### Problem requirements
The line containing "Give the outline of every instance of the clear" marks where to begin. Write out that line and every line after it exactly, through the last line below.

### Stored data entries
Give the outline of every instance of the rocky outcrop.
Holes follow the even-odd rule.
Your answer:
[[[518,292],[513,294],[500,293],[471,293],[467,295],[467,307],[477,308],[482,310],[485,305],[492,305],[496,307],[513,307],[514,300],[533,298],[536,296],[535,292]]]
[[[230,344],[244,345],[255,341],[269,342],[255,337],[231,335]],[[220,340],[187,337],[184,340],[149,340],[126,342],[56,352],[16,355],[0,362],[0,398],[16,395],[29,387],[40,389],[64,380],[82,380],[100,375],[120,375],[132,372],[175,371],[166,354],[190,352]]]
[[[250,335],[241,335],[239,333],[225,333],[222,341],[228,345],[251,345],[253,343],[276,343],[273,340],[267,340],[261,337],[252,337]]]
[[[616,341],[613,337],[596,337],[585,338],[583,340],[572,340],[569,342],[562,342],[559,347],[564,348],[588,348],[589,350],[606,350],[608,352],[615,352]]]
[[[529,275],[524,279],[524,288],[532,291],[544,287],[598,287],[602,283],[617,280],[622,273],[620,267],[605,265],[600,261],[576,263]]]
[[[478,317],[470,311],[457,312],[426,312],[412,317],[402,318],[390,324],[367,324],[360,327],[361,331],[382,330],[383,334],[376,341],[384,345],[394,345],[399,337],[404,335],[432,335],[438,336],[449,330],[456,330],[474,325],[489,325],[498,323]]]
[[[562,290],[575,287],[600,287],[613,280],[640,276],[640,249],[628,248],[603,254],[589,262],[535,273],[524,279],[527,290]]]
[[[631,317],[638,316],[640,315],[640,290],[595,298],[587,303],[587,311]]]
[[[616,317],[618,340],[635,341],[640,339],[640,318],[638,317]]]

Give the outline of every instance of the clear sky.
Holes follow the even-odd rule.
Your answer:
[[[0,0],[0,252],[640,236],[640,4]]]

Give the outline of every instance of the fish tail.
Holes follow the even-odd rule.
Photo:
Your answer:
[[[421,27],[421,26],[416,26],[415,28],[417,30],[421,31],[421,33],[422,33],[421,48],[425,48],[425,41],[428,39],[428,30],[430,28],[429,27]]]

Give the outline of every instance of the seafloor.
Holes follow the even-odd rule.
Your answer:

### Expected output
Give the outline of every instance of the clear sky.
Holes follow the even-odd rule.
Your answer:
[[[0,0],[0,252],[640,236],[640,4]]]

Give the outline of every instance of the fish tail.
Holes follow the even-odd rule.
Photo:
Your answer:
[[[421,27],[421,26],[416,26],[415,28],[417,30],[421,31],[421,33],[422,33],[421,48],[425,48],[425,41],[428,39],[428,30],[430,28],[429,27]]]

Give the outline of every instance of the seafloor.
Holes follow the even-odd rule.
Your answer:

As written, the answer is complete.